Records from a data collection:

□ □ □ □ □ □ □

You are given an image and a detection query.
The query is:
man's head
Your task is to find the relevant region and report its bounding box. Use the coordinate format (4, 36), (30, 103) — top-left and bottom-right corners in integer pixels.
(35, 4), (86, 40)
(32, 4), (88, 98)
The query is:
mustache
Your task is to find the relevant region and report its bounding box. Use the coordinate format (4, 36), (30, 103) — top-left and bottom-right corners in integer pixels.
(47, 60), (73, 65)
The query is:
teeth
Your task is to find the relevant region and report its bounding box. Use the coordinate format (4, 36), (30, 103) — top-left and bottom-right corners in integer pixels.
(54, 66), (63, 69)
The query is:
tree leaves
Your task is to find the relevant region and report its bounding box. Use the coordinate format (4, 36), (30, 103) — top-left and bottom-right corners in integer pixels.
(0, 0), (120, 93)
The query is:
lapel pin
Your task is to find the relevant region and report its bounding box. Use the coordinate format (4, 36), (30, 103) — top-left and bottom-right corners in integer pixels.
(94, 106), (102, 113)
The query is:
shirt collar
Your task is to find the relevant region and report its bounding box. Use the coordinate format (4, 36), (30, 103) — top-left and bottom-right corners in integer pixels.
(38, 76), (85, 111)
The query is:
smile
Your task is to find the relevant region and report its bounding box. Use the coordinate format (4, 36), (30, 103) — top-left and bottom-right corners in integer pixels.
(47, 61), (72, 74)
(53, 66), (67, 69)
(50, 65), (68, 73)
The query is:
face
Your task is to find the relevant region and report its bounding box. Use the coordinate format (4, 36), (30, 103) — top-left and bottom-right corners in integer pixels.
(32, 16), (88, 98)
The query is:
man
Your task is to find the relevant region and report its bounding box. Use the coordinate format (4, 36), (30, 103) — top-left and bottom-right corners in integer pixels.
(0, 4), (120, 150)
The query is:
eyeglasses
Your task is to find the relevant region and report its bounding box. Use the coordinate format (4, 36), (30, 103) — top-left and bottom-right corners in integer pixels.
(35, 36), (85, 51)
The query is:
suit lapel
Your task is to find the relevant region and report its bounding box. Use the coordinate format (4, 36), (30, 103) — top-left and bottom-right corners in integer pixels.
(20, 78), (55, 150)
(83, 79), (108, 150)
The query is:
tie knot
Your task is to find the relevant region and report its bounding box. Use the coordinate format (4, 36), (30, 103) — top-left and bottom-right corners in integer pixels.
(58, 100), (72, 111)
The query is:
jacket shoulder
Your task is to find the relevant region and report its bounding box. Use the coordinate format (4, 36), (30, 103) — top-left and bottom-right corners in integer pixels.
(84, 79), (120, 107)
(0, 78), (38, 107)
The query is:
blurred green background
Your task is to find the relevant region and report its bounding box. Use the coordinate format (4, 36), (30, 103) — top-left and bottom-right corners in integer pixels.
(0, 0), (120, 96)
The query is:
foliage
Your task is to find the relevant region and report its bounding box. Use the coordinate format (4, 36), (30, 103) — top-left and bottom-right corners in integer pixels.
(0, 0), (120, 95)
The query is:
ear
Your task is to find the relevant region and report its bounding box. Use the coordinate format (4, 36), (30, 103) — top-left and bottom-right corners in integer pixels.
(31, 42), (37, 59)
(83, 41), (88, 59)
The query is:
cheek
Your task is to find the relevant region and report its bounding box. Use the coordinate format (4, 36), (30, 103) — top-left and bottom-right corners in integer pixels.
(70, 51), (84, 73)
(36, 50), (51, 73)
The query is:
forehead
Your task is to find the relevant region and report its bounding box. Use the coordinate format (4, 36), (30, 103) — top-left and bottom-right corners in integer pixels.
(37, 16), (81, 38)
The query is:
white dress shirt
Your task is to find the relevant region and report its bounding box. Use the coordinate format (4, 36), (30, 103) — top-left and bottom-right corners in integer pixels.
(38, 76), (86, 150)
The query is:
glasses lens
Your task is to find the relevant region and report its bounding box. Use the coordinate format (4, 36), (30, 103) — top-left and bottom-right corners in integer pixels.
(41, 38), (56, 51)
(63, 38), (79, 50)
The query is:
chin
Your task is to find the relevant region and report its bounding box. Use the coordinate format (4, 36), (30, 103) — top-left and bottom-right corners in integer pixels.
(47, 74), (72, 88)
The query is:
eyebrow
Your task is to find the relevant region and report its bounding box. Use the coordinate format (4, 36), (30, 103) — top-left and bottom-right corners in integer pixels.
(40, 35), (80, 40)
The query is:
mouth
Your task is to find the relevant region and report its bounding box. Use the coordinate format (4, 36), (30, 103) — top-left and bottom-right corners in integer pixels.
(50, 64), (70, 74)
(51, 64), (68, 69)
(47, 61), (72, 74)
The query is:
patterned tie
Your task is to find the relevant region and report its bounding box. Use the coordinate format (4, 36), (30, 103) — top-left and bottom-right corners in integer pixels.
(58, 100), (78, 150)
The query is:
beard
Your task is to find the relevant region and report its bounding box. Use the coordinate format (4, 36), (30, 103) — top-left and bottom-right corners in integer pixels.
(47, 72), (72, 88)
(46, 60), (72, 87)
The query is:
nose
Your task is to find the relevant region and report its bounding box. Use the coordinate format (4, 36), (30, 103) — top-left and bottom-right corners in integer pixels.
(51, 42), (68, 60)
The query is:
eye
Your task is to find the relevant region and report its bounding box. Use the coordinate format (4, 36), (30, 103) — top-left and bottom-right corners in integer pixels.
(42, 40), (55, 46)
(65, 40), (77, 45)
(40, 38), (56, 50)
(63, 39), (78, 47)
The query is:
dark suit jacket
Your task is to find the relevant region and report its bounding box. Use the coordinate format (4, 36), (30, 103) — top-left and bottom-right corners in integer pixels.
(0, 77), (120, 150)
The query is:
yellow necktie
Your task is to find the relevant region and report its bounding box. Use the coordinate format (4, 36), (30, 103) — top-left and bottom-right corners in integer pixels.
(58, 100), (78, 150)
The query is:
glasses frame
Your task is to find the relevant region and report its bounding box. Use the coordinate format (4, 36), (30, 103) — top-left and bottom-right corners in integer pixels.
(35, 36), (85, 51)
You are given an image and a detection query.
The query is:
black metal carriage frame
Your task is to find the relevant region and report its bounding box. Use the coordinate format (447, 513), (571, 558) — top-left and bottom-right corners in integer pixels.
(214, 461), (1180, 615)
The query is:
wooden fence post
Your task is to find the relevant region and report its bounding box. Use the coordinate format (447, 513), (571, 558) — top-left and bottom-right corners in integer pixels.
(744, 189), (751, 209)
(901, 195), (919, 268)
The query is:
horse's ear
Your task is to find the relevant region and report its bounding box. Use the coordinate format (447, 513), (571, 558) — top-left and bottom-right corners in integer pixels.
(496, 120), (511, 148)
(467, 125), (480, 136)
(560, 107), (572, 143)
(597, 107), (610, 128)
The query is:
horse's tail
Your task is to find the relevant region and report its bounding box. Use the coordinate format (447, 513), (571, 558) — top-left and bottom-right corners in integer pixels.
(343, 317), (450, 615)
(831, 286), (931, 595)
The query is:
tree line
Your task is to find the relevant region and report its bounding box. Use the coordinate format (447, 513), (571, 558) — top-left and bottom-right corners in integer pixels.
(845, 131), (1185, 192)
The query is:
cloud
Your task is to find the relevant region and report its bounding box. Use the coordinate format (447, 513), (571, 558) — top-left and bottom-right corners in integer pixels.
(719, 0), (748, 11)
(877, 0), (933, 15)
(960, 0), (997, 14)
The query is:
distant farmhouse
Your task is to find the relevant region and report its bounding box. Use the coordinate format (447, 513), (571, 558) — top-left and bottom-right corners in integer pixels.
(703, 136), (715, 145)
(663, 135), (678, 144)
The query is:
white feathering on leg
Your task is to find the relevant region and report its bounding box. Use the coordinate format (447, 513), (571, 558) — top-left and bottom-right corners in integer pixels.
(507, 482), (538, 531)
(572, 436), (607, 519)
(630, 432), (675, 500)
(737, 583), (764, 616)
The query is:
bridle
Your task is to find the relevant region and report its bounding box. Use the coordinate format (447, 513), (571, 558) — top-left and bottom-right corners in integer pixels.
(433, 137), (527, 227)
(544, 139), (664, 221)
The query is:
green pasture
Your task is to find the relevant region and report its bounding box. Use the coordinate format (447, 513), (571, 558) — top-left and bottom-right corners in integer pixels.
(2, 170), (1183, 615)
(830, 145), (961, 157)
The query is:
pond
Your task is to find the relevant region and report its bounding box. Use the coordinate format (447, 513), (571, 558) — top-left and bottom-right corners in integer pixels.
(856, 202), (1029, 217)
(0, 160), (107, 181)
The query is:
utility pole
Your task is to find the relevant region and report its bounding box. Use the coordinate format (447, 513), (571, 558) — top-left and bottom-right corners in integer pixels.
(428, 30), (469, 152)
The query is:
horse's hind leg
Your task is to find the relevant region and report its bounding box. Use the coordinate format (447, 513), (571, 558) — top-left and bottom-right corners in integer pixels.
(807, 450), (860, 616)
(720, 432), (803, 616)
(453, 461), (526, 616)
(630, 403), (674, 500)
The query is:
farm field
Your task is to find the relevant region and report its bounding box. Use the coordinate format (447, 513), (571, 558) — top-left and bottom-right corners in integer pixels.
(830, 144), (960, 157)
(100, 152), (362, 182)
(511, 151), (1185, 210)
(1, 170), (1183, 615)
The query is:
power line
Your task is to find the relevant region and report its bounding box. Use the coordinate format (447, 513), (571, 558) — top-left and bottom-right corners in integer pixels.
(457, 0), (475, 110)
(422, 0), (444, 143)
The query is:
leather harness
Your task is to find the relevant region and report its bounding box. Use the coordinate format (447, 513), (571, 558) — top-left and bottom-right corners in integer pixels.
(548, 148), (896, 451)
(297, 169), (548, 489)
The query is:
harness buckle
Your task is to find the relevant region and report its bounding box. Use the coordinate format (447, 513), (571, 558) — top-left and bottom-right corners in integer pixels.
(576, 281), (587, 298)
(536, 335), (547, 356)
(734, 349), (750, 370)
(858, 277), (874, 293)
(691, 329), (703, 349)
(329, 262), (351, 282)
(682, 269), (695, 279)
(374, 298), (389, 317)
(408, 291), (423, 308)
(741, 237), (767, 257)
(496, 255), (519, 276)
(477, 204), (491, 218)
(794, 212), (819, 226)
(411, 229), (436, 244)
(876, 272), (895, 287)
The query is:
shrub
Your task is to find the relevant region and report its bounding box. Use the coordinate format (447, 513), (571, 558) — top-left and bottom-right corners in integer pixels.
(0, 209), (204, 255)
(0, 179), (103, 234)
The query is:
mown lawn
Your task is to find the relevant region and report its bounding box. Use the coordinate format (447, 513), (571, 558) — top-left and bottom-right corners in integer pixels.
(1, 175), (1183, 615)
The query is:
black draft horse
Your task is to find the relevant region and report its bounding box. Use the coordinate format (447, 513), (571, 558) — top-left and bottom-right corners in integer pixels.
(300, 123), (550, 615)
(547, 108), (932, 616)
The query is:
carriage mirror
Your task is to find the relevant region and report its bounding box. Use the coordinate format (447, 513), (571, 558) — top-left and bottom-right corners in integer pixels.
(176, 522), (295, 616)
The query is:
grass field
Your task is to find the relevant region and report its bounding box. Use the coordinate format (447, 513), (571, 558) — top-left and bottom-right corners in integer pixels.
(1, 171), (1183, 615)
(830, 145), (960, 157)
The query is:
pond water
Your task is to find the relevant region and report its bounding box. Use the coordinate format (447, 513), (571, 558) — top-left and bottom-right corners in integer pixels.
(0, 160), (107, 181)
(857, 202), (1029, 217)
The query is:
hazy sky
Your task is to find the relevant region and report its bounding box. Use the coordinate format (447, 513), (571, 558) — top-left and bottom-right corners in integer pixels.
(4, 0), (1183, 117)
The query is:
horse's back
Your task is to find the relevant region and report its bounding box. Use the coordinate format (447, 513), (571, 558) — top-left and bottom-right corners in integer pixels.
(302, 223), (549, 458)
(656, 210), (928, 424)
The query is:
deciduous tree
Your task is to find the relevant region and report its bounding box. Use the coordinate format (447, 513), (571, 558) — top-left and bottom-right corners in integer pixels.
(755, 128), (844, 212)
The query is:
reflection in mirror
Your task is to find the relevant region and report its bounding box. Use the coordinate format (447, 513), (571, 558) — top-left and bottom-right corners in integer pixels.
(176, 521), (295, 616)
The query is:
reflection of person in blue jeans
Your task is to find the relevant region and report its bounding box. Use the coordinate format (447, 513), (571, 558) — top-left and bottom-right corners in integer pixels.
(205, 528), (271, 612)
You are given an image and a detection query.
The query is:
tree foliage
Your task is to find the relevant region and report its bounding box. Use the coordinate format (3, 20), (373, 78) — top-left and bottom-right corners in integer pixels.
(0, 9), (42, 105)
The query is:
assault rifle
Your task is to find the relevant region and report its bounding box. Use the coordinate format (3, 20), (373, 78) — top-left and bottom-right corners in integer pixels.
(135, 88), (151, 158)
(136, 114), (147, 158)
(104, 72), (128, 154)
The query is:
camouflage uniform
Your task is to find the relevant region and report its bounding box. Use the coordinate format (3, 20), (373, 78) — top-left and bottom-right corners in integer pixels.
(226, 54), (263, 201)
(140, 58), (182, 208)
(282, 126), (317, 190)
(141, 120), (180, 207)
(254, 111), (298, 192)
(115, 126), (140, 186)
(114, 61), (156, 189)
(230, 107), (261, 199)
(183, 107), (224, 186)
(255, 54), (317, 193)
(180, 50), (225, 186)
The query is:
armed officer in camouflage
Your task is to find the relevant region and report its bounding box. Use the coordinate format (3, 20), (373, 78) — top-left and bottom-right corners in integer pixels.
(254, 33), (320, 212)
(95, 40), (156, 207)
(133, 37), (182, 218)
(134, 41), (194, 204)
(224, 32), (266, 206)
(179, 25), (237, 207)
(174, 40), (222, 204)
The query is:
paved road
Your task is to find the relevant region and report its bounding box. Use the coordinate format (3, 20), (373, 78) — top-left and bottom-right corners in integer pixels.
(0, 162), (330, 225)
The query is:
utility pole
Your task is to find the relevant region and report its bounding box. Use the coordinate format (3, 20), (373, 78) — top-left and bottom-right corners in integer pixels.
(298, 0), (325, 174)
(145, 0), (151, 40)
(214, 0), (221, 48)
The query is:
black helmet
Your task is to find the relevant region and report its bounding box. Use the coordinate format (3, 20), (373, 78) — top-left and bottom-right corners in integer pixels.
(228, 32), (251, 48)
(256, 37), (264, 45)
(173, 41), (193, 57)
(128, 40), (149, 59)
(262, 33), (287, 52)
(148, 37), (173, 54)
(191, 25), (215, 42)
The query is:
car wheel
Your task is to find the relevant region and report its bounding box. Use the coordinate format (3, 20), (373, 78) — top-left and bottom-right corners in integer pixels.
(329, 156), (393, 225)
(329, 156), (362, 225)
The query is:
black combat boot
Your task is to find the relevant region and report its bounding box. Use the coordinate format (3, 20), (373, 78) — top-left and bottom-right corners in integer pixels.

□ □ □ □ □ □ □

▸ **WHAT NEEDS TO BE DONE**:
Set down exactly the lines from the start of the records to the line with "shirt collar". Include that line, and add nothing more.

▸ **EXERCISE SOLUTION**:
You are given an image and a detection query.
The query is:
man's head
Your task is to find the relevant region and report its bounding box. Use the coordinate format (4, 36), (30, 103) — top-left and bottom-right corners in integer pixels.
(35, 4), (86, 40)
(32, 4), (88, 98)
The query is:
mustache
Your task is to find the relevant region and report its bounding box. Use the coordinate format (4, 36), (30, 103) — top-left and bottom-right corners in integer pixels.
(47, 60), (73, 65)
The query is:
teeth
Your task is to find the relevant region and report its bounding box. Use the coordinate format (4, 36), (30, 103) — top-left and bottom-right corners in integer pixels.
(54, 66), (63, 69)
The query is:
tree leaves
Your task is to find the relevant region and report its bounding box. Use the coordinate format (4, 36), (30, 103) — top-left and bottom-right corners in integer pixels.
(0, 0), (120, 93)
The query is:
lapel pin
Your task is to find the relevant region and report its bounding box. Use the coordinate format (4, 36), (30, 103) — top-left and bottom-right corners in integer pixels.
(94, 106), (102, 113)
The query is:
shirt collar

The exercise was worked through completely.